*** Exercise material ***

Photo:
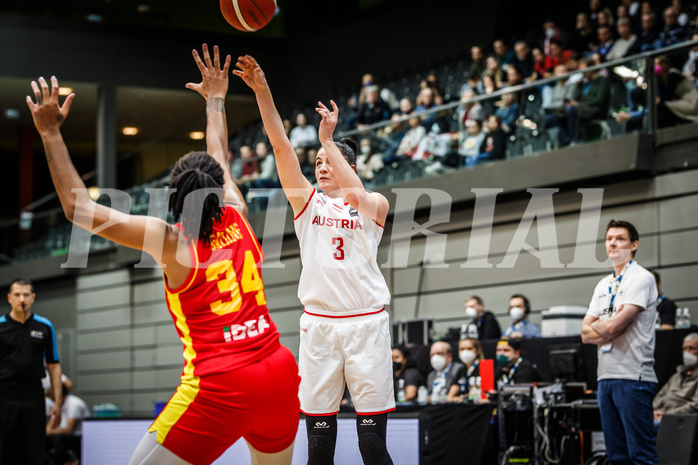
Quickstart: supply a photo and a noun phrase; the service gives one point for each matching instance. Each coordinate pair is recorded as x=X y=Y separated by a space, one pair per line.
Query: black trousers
x=22 y=425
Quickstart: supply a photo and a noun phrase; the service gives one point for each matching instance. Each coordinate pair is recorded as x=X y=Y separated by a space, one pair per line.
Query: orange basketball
x=248 y=15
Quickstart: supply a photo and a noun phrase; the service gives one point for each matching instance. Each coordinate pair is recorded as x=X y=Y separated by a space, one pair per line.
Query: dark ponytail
x=348 y=147
x=194 y=171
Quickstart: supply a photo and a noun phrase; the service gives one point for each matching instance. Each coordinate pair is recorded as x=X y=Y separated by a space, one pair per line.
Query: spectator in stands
x=558 y=56
x=469 y=110
x=367 y=161
x=666 y=308
x=552 y=32
x=677 y=97
x=470 y=353
x=373 y=109
x=626 y=39
x=445 y=371
x=405 y=375
x=606 y=41
x=495 y=70
x=304 y=134
x=483 y=324
x=524 y=60
x=432 y=81
x=470 y=142
x=477 y=66
x=539 y=63
x=690 y=70
x=648 y=34
x=555 y=99
x=585 y=38
x=519 y=310
x=410 y=141
x=593 y=103
x=680 y=393
x=502 y=53
x=64 y=442
x=508 y=111
x=671 y=34
x=605 y=18
x=495 y=144
x=594 y=9
x=514 y=77
x=513 y=367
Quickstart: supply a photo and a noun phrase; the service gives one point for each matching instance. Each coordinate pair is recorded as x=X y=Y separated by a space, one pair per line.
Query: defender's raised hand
x=46 y=112
x=250 y=72
x=214 y=79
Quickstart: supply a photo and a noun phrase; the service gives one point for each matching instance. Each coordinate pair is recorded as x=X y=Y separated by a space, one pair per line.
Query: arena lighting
x=93 y=192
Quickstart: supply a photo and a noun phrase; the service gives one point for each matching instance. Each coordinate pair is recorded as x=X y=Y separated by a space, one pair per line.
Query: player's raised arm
x=371 y=204
x=296 y=186
x=214 y=87
x=121 y=228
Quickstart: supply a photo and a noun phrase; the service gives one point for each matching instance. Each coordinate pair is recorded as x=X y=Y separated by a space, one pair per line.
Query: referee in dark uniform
x=26 y=340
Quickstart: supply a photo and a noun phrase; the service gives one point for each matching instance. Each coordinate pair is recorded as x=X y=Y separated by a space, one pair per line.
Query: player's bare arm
x=214 y=87
x=296 y=186
x=373 y=205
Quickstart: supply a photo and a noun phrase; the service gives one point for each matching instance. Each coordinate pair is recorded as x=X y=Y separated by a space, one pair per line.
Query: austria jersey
x=338 y=251
x=220 y=311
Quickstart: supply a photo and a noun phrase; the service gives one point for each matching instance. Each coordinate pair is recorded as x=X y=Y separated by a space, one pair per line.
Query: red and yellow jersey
x=220 y=311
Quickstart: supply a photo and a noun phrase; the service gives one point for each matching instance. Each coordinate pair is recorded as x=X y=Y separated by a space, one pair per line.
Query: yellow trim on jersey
x=189 y=388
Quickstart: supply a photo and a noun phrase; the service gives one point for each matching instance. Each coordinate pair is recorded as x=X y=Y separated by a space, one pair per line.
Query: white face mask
x=467 y=356
x=470 y=312
x=516 y=313
x=689 y=359
x=438 y=362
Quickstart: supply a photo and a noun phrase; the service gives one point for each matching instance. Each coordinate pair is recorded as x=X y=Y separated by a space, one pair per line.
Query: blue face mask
x=503 y=360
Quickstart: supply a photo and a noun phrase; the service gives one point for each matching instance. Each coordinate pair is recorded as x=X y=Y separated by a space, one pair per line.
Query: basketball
x=248 y=15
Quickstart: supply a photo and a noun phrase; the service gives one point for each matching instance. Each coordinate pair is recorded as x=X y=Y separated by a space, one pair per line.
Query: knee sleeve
x=322 y=437
x=371 y=430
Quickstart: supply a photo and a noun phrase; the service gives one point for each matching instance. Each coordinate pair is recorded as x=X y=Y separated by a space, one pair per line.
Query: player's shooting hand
x=250 y=72
x=214 y=79
x=329 y=120
x=46 y=112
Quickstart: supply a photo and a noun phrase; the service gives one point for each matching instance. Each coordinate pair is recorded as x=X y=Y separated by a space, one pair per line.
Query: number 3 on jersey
x=338 y=243
x=226 y=280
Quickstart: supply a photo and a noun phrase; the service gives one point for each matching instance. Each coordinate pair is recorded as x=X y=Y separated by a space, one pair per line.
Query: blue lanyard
x=613 y=290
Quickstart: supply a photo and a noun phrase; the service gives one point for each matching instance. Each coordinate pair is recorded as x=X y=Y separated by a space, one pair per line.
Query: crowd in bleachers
x=582 y=105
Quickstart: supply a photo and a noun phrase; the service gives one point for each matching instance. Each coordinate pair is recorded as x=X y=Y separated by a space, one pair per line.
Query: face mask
x=470 y=312
x=516 y=313
x=467 y=356
x=438 y=362
x=503 y=360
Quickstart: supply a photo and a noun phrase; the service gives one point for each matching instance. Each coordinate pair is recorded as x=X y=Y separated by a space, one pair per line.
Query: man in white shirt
x=620 y=321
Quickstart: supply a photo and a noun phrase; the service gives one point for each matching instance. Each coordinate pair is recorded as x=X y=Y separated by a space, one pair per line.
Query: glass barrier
x=487 y=125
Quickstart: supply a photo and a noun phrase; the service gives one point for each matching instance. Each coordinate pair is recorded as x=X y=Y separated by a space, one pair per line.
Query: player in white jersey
x=345 y=335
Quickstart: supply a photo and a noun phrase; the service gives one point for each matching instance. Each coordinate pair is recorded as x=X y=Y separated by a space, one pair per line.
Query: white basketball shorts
x=355 y=350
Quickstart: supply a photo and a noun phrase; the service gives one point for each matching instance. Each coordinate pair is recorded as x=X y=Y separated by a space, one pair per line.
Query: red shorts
x=258 y=402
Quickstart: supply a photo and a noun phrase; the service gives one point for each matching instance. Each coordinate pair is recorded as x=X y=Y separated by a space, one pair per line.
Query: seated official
x=680 y=394
x=513 y=367
x=406 y=377
x=445 y=371
x=470 y=353
x=519 y=309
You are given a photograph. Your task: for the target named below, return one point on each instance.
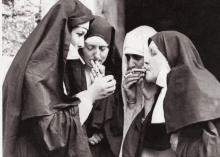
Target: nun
(105, 123)
(192, 101)
(144, 125)
(39, 119)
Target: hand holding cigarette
(97, 70)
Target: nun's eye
(103, 48)
(90, 47)
(153, 52)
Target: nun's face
(133, 59)
(95, 49)
(77, 37)
(153, 60)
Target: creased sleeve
(62, 131)
(202, 142)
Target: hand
(148, 89)
(97, 71)
(129, 84)
(96, 138)
(101, 88)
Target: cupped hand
(96, 138)
(148, 89)
(102, 88)
(129, 84)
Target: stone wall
(20, 17)
(18, 21)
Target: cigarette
(81, 59)
(138, 70)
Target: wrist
(86, 95)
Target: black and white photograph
(110, 78)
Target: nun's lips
(95, 61)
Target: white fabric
(85, 106)
(158, 113)
(84, 25)
(137, 39)
(73, 54)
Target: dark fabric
(107, 114)
(157, 137)
(101, 28)
(201, 140)
(142, 134)
(193, 93)
(33, 86)
(102, 149)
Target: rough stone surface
(18, 21)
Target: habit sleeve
(202, 141)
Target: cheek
(87, 53)
(104, 55)
(140, 63)
(155, 68)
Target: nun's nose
(81, 43)
(147, 58)
(97, 54)
(131, 63)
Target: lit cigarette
(95, 66)
(138, 70)
(127, 75)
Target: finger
(93, 143)
(101, 68)
(131, 79)
(95, 69)
(90, 141)
(111, 83)
(95, 140)
(111, 90)
(141, 83)
(93, 73)
(92, 77)
(108, 78)
(93, 64)
(127, 86)
(97, 137)
(101, 135)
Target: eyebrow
(149, 41)
(96, 44)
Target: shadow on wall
(197, 19)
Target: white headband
(84, 25)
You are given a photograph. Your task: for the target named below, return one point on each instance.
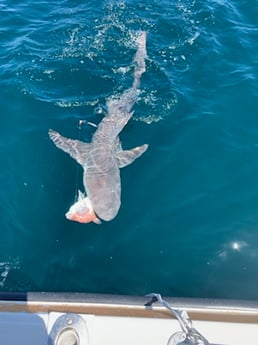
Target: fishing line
(81, 122)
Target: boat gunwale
(128, 306)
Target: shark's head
(82, 212)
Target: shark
(103, 157)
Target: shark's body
(103, 157)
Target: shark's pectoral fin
(78, 150)
(126, 157)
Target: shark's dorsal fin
(126, 157)
(78, 150)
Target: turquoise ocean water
(188, 224)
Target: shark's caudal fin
(126, 157)
(78, 150)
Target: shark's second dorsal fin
(126, 157)
(78, 150)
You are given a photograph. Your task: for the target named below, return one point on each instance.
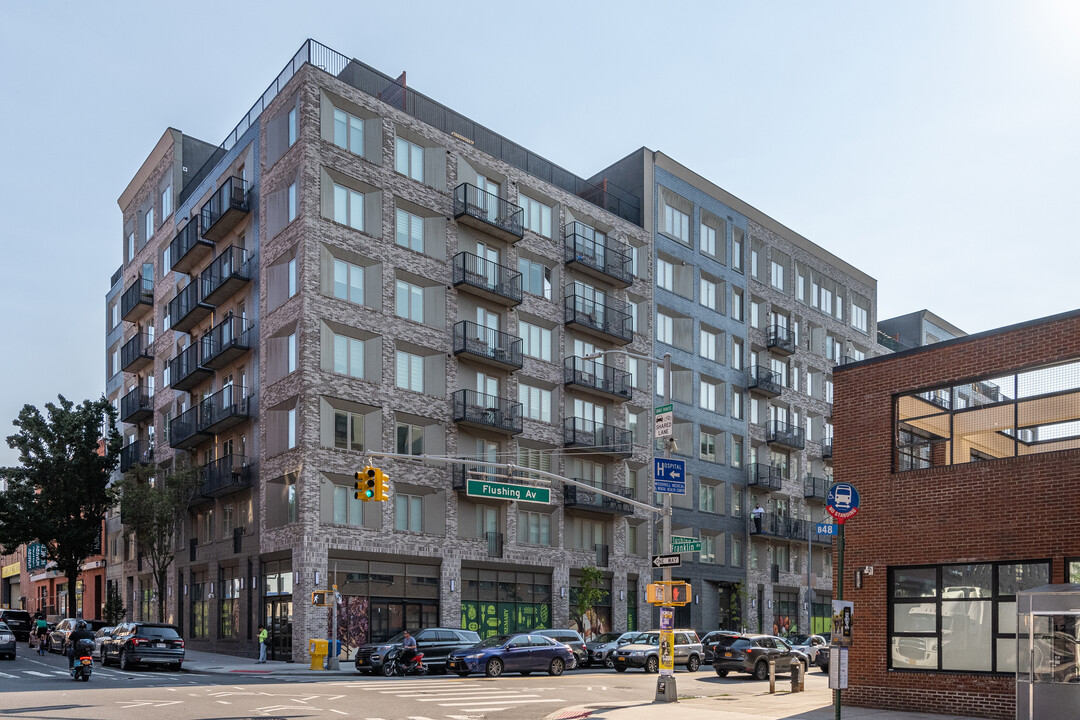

*** End of Exercise material ***

What you need to do:
Give back, word for word, the lines from the one containing "Target: shark's dorsal fin" through the last line of the listing above; include both ends and exclude the pictures.

Answer space:
Target: shark's dorsal fin
(126, 157)
(78, 150)
Target: turquoise ocean water
(188, 224)
Target: shark's caudal fin
(126, 157)
(78, 150)
Target: shark's second dorsal fin
(126, 157)
(78, 150)
You are given a photograph. Your task: for the target named below, return one point on each instance.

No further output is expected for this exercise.